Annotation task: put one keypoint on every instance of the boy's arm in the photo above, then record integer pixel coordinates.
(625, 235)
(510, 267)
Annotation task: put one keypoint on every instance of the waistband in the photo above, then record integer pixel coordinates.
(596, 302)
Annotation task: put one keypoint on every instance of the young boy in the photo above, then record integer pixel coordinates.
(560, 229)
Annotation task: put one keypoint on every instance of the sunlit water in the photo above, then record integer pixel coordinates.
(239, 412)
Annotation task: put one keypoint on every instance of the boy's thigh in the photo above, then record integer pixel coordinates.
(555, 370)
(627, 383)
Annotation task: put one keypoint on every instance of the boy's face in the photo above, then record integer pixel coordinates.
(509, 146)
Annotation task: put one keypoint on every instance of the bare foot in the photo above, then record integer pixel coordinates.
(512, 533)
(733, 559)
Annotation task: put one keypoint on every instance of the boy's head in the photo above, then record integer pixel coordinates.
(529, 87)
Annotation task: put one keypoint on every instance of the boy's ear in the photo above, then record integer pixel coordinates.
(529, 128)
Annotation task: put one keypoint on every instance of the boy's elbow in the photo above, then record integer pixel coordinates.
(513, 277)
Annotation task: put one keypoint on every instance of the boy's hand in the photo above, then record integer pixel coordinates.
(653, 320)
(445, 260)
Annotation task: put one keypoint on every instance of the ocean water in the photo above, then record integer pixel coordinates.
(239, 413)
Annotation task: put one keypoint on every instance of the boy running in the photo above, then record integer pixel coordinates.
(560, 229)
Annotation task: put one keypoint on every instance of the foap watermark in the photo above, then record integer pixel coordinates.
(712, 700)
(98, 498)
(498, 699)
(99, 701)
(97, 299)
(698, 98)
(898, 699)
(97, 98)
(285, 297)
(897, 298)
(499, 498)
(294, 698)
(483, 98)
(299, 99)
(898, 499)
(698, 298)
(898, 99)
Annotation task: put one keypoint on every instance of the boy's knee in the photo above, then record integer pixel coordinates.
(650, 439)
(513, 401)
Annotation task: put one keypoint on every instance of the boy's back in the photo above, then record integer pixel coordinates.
--
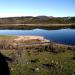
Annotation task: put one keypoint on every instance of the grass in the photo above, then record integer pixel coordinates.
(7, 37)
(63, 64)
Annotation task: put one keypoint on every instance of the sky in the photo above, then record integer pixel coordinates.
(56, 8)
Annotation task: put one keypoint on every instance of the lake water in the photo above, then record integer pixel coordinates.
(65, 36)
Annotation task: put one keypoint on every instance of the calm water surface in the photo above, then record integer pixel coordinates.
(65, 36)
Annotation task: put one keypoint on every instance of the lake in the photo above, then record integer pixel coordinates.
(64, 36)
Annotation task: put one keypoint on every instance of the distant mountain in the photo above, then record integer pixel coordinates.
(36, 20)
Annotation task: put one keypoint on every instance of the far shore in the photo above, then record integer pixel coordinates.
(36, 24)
* * *
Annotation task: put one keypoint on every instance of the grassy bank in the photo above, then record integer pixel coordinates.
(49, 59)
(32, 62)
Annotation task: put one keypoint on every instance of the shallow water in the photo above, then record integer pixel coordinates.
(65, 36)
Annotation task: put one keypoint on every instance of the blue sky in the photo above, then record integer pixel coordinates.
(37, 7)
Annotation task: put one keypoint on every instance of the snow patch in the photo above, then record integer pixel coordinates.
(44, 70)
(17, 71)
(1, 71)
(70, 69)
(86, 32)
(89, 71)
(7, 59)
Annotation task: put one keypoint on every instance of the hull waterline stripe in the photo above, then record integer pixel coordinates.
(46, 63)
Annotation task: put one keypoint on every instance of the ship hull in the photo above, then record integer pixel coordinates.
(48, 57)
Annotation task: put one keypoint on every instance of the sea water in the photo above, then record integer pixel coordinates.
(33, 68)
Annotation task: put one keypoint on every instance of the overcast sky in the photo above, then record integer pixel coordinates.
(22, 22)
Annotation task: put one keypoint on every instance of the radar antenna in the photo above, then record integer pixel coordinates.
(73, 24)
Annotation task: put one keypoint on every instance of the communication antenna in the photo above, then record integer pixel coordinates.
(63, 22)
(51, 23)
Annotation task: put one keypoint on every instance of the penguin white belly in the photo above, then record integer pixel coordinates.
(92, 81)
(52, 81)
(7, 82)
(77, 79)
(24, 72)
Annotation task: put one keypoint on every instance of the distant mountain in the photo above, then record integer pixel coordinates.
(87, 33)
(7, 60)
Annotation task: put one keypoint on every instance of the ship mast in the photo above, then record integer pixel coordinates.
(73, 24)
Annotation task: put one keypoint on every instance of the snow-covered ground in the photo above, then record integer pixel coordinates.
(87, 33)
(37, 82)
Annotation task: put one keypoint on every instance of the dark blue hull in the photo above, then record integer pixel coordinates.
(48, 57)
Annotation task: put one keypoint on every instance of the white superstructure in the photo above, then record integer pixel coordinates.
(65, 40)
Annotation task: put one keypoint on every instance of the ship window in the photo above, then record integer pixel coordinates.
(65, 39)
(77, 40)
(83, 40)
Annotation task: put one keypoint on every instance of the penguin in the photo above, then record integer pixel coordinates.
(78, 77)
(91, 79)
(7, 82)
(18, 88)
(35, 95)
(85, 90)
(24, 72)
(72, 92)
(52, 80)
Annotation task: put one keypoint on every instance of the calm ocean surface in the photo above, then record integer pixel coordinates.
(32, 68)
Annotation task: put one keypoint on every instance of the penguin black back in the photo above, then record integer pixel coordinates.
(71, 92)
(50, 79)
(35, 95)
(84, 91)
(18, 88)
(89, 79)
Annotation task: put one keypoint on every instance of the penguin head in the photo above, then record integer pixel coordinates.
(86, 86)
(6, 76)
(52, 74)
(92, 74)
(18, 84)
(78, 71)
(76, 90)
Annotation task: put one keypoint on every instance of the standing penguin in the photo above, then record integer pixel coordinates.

WRITTEN REQUEST >> Please identify every line in the entries above that contains the string "white", and copy each of those lines in full. Case counts, so only lines that match it letter for letter qualify.

RESPONSE TO THIS EXERCISE >>
Annotation task: put one keypoint on every instance of the penguin white belly in the photo above, then record integer pixel coordinates.
Annotation task: put one keypoint on every instance of the white superstructure in the photo above, then record integer pixel coordinates.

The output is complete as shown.